§ **Soal a**:
Menurut kutipan halaman tentang teater realis, akting realis disebut juga dengan nama apa?

Cara kerja sutradara Realis terhadap naskah realis.
Pertama-tama membaca naskah berulang-ulang.
Memaknai dan memahami setiap kata dalam dialog.
Ketepatan artikulasi dan intonasi dialog
Menggali latar belakang pengarang
Menganalisis setting atau latar yang terdiri dari latar tempat, latar waktu dan peristiwa.
Mengkaji tiga dimensi tokoh yang terdiri dari Psikologis, Sosiologis, Fisiologis.

Akting Realis
Akting realis disebut dengan akting presentasi, yakni akting yang berusaha menyuguhkan tingkah laku manusia melalui diri si aktor, melalui pengertian terhadap diri sendiri dengan hasil mengerti karakter yang dimainkannya. Dengan mengidentifikasikan diri dan aksi-aksi dengan peran yang akan dimainkan, termasuk ketepatan Blocking atau garis. Gesture, movement, buisnis maka satu bentuk karakter akan tercipta. Memainkan tokoh dan berdialog dengan ucapan yang wajar yang dikenal oleh masyarakat lingkungannya.

Saturday, July 16, 2011

“Festival Teater Remaja SMA/Sederajat 2011”

§ **Soal b**:
Tulis ulang daftar dari baris pertama sampai dengan baris yang memuat "(340, 26), (831, 803)", dan ganti "planogram image" dengan "shelf photo" tanpa mengubah apa pun selain itu.

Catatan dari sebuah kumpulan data
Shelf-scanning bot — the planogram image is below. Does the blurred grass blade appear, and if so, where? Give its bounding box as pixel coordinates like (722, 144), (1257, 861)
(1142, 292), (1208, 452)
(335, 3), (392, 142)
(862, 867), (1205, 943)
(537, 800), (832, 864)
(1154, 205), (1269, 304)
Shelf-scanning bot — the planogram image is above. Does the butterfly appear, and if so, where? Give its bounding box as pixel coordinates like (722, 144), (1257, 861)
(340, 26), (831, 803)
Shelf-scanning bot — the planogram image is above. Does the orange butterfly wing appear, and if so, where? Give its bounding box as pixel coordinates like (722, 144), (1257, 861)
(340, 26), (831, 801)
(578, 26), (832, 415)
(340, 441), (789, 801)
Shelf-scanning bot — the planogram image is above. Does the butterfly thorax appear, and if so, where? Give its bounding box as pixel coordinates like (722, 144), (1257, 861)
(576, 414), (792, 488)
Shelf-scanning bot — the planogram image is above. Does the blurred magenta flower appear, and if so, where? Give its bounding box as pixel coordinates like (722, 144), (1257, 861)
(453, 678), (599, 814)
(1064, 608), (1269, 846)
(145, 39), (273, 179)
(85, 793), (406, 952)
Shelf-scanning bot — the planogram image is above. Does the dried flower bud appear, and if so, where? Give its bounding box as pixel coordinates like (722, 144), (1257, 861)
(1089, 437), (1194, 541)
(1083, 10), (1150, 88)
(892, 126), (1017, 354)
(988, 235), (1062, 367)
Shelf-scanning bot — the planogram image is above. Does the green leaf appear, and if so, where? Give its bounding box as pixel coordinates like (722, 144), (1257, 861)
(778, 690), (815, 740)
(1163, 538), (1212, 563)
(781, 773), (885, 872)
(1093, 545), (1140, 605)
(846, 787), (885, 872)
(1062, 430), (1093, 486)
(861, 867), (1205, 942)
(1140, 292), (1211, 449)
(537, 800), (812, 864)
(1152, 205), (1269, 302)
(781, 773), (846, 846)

§ **Jawaban a**:
Akting realis disebut juga akting presentasi.

§ **Jawaban b**:
Shelf-scanning bot — the shelf photo is below. Does the blurred grass blade appear, and if so, where? Give its bounding box as pixel coordinates like (722, 144), (1257, 861)
(1142, 292), (1208, 452)
(335, 3), (392, 142)
(862, 867), (1205, 943)
(537, 800), (832, 864)
(1154, 205), (1269, 304)
Shelf-scanning bot — the shelf photo is above. Does the butterfly appear, and if so, where? Give its bounding box as pixel coordinates like (722, 144), (1257, 861)
(340, 26), (831, 803)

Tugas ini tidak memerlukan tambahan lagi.